**Data to process**
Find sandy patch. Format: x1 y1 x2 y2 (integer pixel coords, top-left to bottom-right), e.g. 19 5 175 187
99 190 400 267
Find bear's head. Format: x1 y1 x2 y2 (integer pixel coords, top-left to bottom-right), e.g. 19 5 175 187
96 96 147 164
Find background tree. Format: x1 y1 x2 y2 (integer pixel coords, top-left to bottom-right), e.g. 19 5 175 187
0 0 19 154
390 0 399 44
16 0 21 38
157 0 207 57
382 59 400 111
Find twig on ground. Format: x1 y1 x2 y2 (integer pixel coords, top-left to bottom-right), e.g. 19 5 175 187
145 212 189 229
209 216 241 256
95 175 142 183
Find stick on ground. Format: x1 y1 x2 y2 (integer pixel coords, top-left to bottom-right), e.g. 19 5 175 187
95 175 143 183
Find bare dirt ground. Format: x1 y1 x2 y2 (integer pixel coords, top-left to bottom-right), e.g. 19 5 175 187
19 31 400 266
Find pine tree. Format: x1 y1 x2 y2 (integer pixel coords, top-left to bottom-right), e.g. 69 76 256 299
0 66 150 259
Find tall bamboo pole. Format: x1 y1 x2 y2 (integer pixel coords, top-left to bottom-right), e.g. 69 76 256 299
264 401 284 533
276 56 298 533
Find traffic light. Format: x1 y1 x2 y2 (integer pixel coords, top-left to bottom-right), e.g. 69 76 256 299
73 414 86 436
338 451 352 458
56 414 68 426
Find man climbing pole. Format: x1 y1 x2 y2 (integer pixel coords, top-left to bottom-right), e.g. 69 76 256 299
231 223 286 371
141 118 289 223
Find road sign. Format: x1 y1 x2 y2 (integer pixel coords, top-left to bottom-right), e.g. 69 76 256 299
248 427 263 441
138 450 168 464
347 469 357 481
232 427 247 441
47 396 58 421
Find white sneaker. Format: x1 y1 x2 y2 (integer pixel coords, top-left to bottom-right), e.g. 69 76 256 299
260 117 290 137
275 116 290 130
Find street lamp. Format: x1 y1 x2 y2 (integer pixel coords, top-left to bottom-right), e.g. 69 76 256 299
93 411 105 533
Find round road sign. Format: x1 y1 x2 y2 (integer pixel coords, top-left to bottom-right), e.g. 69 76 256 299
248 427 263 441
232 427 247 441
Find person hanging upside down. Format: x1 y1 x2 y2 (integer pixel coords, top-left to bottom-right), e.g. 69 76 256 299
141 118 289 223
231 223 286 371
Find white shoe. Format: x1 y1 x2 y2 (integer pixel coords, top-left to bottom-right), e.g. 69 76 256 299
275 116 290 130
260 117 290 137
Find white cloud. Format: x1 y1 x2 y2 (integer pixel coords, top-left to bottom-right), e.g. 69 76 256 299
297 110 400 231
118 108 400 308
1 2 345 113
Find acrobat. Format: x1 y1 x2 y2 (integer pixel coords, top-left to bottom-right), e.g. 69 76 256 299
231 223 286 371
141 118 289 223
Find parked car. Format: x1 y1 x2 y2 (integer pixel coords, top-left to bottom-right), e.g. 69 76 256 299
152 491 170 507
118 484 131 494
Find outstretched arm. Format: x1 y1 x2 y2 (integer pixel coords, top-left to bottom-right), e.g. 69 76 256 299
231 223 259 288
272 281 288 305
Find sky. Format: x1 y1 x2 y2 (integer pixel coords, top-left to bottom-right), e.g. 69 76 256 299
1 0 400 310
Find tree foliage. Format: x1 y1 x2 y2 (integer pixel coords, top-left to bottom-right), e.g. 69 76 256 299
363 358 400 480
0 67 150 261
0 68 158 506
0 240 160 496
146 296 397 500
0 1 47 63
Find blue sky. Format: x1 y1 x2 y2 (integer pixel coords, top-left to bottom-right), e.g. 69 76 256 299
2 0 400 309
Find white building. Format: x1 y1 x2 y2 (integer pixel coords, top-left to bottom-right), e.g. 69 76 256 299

**What you will do**
Each entry above is to be repeated exactly as it appears.

**Answer box**
Find sandy patch. Format: x1 y1 x2 y2 (integer pixel coords, top-left to bottom-right), e.g. 19 5 175 187
99 190 400 267
Find bear's head. Format: x1 y1 x2 y2 (integer pixel coords, top-left to bottom-right), e.g. 19 5 175 187
96 96 147 164
Find background tree. Format: x1 y1 x2 y2 (integer pixel coords, top-left to bottom-right), e.g. 19 5 175 187
0 0 19 154
390 0 399 44
16 0 21 38
157 0 207 57
382 59 400 111
Find twig on ground. Format: x1 y1 x2 y2 (integer pixel coords, top-left to bottom-right), e.g. 19 5 175 187
145 212 189 229
209 216 241 256
95 175 142 183
Find stick on ground. Format: x1 y1 x2 y2 (integer pixel coords, top-left to bottom-right), e.g. 19 5 175 187
95 175 143 183
Find bare dirt ground. Format: x1 y1 x2 y2 (integer pixel coords, top-left to bottom-right), e.g. 19 5 175 187
19 31 400 266
Find pine tree. Format: x1 y1 x2 y2 (integer pixel coords, top-left to bottom-right), e.g. 69 76 256 299
0 66 150 259
Find tall bamboo pole. Format: x1 y1 x2 y2 (integer pixel coords, top-left to bottom-right), e.g. 69 76 256 299
264 401 284 533
276 56 298 533
Find traffic light. Format: x1 y1 x2 y2 (integer pixel coords, top-left to bottom-right), e.g. 69 76 256 299
73 414 86 436
338 451 352 458
56 414 68 426
Find man climbing pole. Format: x1 y1 x2 y2 (integer pixel coords, top-left to bottom-right), e.g. 69 76 256 299
231 223 286 371
141 118 289 223
Find road sign. Format: x1 y1 x2 y2 (integer pixel coords, top-left to bottom-right), e.g. 69 76 256 299
248 427 263 441
138 450 168 464
347 469 357 481
232 427 247 441
47 396 58 421
Find white sneaker. Format: x1 y1 x2 y2 (integer pixel coords, top-left to bottom-right), e.g. 69 76 256 299
260 117 290 137
275 116 290 130
Find street lamp. Format: x1 y1 x2 y2 (integer pixel coords, top-left to bottom-right), e.g. 69 76 256 299
93 411 105 533
Find round road sign. Format: x1 y1 x2 y2 (integer pixel coords, top-left to bottom-right), e.g. 69 76 256 299
248 427 263 441
232 427 247 441
Find person hanging upside down. Format: x1 y1 x2 y2 (integer pixel coords, top-left to bottom-right), e.g. 69 76 256 299
141 118 289 223
231 223 286 371
Find white shoe. Format: x1 y1 x2 y2 (integer pixel coords, top-left to bottom-right), e.g. 69 76 256 299
275 116 290 130
260 117 290 137
Find white cloud. Format: x1 y1 x2 y2 (integer pixel coords, top-left to bottom-right), e.g. 69 76 256 299
297 110 400 231
118 108 400 308
1 2 345 113
Find acrobat. Format: x1 y1 x2 y2 (integer pixel coords, top-left to bottom-right), e.g. 69 76 256 299
231 223 286 371
141 118 289 223
Find parked car. Format: x1 y1 x2 y2 (integer pixel coords, top-left to bottom-right), e.g. 69 76 256 299
152 491 170 507
118 484 131 494
Find outstretched arm. Format: x1 y1 x2 y2 (integer pixel coords, top-left to bottom-right), e.g. 69 76 256 299
231 223 259 288
272 281 288 305
Find sky. Format: x1 y1 x2 y2 (integer pixel coords, top-left to bottom-right), e.g. 69 76 256 299
1 0 400 310
Find tree foliage. Format: x1 y1 x2 y2 (integer pixel coords, top-left to bottom-right), e.g. 69 76 256 299
363 358 400 480
0 67 150 261
0 68 158 506
0 240 160 496
146 296 397 500
0 1 47 63
Find blue sky. Format: x1 y1 x2 y2 (integer pixel coords, top-left to bottom-right), e.g. 69 76 256 299
2 0 400 309
Find white building. Format: x1 y1 x2 y2 (integer pixel coords, top-left to bottom-right), e.g. 69 76 256 299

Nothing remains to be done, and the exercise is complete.